**EXTRACTED DATA:**
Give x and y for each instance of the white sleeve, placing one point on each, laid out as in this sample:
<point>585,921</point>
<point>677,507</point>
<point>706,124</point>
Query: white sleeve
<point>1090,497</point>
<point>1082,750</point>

**EXERCISE TASK:**
Format every line of the items above as a JSON list of strings, with one string per line and blank lines omitted.

**THE RESULT:**
[
  "Give x and y for each instance of the white sleeve, placing one point on each, laid out as in this sample:",
  "<point>585,921</point>",
  "<point>677,507</point>",
  "<point>706,124</point>",
  "Query: white sleeve",
  "<point>1090,497</point>",
  "<point>1082,750</point>"
]